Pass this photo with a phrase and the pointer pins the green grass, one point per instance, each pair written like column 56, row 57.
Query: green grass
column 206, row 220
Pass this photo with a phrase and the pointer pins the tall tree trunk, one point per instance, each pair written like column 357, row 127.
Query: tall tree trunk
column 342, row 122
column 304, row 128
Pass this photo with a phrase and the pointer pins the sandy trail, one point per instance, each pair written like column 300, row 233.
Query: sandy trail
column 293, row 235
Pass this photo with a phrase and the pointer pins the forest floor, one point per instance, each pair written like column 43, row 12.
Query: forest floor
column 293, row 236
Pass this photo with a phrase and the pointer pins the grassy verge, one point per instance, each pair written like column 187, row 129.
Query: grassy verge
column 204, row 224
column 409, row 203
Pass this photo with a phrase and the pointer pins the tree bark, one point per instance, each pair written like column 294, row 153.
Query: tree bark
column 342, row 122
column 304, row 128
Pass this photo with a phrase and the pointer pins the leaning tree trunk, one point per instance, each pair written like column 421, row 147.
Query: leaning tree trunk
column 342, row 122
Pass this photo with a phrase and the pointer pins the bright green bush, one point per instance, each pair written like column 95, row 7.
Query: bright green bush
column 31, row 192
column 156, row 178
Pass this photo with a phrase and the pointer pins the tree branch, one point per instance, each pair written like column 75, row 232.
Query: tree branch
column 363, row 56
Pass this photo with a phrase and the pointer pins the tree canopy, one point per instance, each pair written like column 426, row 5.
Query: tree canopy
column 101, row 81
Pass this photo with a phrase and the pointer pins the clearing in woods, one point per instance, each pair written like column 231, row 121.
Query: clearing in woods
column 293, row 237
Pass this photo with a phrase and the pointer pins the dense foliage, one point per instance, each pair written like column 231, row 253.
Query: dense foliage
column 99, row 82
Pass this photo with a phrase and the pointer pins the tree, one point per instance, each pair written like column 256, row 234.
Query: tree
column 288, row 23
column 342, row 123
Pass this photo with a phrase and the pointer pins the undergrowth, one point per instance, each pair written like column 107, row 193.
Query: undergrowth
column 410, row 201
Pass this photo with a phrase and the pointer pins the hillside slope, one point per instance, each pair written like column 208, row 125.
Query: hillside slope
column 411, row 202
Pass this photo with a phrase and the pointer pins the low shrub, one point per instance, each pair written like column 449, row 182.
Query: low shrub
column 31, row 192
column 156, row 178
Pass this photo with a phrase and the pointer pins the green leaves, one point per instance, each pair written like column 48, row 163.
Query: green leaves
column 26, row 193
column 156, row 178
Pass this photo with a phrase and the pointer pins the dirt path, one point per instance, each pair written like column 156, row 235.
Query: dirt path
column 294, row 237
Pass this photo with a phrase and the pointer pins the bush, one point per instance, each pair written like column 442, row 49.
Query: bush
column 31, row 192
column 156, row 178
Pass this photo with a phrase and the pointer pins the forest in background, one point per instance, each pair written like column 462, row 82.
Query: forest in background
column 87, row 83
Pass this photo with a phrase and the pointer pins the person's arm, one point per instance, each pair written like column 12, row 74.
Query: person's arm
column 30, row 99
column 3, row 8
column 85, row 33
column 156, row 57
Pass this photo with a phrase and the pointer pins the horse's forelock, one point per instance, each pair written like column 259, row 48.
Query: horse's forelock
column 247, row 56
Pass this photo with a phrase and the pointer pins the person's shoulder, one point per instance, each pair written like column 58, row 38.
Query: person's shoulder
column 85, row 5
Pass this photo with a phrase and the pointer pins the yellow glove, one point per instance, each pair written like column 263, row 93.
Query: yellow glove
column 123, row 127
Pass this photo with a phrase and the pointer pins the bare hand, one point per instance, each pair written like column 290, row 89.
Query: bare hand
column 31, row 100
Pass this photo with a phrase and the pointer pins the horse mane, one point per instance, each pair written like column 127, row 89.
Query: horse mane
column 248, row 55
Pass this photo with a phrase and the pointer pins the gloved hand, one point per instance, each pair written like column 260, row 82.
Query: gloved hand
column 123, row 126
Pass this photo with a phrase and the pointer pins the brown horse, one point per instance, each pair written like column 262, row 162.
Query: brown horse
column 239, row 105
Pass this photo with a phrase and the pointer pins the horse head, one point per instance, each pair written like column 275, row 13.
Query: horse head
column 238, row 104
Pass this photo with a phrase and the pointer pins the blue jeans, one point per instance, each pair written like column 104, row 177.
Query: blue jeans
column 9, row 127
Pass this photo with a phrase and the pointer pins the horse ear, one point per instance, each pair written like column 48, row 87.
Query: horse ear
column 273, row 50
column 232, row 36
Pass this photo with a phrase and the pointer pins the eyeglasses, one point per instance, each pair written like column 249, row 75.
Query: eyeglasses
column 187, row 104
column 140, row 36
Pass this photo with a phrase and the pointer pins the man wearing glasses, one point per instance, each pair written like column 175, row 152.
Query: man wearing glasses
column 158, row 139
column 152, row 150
+ + + +
THE TASK => Print the material verbatim, all of it.

TASK ANSWER =>
Pass this photo with a phrase and the pointer pins the green grass, one point per instance, each pair written like column 56, row 57.
Query: green grass
column 206, row 220
Pass this photo with a phrase and the pointer pins the tall tree trunk, one point per instance, each pair written like column 357, row 127.
Query: tall tree trunk
column 342, row 122
column 304, row 128
Pass this photo with a phrase and the pointer pins the sandy trail, one point per instance, each pair written like column 300, row 233.
Query: sandy trail
column 293, row 235
Pass this photo with a phrase and the pointer pins the forest floor, one point per instance, each pair written like column 43, row 12.
Query: forest floor
column 293, row 236
Pass this photo with a phrase and the pointer pins the grassy verge, one point per instance, each pair written like column 187, row 129.
Query: grassy verge
column 204, row 224
column 409, row 203
Pass this photo with a phrase and the pointer pins the tree bark, one point per instance, each pair written like column 294, row 153.
Query: tree bark
column 342, row 122
column 304, row 128
Pass this photo with a phrase and the pointer pins the leaning tree trunk, one point per instance, each pair written like column 421, row 147.
Query: leaning tree trunk
column 342, row 122
Pass this photo with a phrase and the pointer pins the bright green bush, one point per instance, each pair written like column 95, row 7.
Query: bright green bush
column 31, row 192
column 156, row 178
Pass this photo with a phrase and the pointer pins the tree branch, one point per instance, each pair written like column 75, row 232.
Query: tree branch
column 363, row 56
Pass this photo with a phrase and the pointer pins the tree canopy, one point per instance, each pair written like column 426, row 5.
Query: tree canopy
column 101, row 81
Pass this photo with a phrase and the pointer pins the clearing in woods, one point per instance, each pair written like column 231, row 121.
Query: clearing in woods
column 293, row 237
Pass this photo with a phrase and the pointer pins the dense foliage, one point per instance, each pair written like column 231, row 253.
Query: dense foliage
column 99, row 82
Pass this photo with a phrase and the pointer pins the tree, one point per instance, each pair written like column 256, row 234.
Query: tree
column 288, row 23
column 342, row 123
Pass this photo with a phrase and the pointer pins the undergrowth, one point per instance, each pair written like column 107, row 193.
Query: undergrowth
column 410, row 201
Pass this photo with a phrase and the pointer pins the hillside slope, one point per instance, each pair written like column 208, row 125.
Query: hillside slope
column 411, row 202
Pass this photo with a phrase and the pointer pins the low shrub, one point per instance, each pair written like column 449, row 182.
Query: low shrub
column 31, row 192
column 156, row 178
Pass this photo with a phrase and the pointer pins the green leaves, one point per instance, each pair written like column 48, row 163.
Query: green leaves
column 26, row 193
column 156, row 178
Pass this photo with a phrase and the pointer pins the dirt path, one point per instance, each pair written like column 156, row 235.
Query: dirt path
column 294, row 237
Pass this photo with a phrase and the pointer pins the bush, one point per instance, each pair written like column 442, row 49.
Query: bush
column 31, row 192
column 156, row 178
Pass this photo with a phrase and the pointer pins the forest in background, one point per instance, each pair written like column 462, row 82.
Query: forest in background
column 87, row 83
Pass this photo with a phrase and the pointer pins the person's arm, one point per instance, each pair written like column 12, row 74.
Query: person's arm
column 30, row 99
column 3, row 8
column 85, row 33
column 156, row 57
Pass this photo with a phrase and the pointer pins the horse's forelock, one point per instance, each pair written like column 259, row 48.
Query: horse's forelock
column 247, row 56
Pass this photo with a phrase and the pointer pins the person's shoulder, one point per instance, each pair written like column 58, row 38.
Query: person's shoulder
column 85, row 5
Pass this photo with a phrase and the pointer pins the yellow glove, one point per instance, each pair written like column 263, row 93.
Query: yellow glove
column 123, row 127
Pass this photo with a phrase and the pointer pins the bare hand, one point per instance, each pair written like column 290, row 89.
Query: bare hand
column 31, row 100
Pass this photo with a phrase and the pointer pins the horse mane, one point per instance, each pair written like column 127, row 89.
Query: horse mane
column 248, row 55
Pass this photo with a phrase and the pointer pins the gloved hand, one point per instance, each pair written like column 260, row 82.
Query: gloved hand
column 123, row 126
Pass this photo with a phrase and the pointer pins the brown horse, one point per instance, each pair written like column 262, row 162.
Query: brown horse
column 239, row 105
Pass this photo with a phrase and the pointer pins the horse head, one point per instance, each pair written like column 275, row 13.
Query: horse head
column 238, row 104
Pass this photo with a phrase and the pointer pins the blue jeans, one point per instance, each pair written like column 104, row 177.
Query: blue jeans
column 9, row 127
Pass this photo with a phrase and the pointer pins the horse ear, one point per instance, each pair written like column 48, row 87.
Query: horse ear
column 273, row 50
column 232, row 36
Pass this photo with a phrase and the pointer pins the eyeglasses, one point per instance, each pair written like column 249, row 75.
Query: eyeglasses
column 187, row 104
column 140, row 36
Pass this photo with a phrase and the pointer pins the man wearing glasses, one point per instance, each pair written like column 175, row 152.
Query: man wearing glasses
column 158, row 139
column 152, row 150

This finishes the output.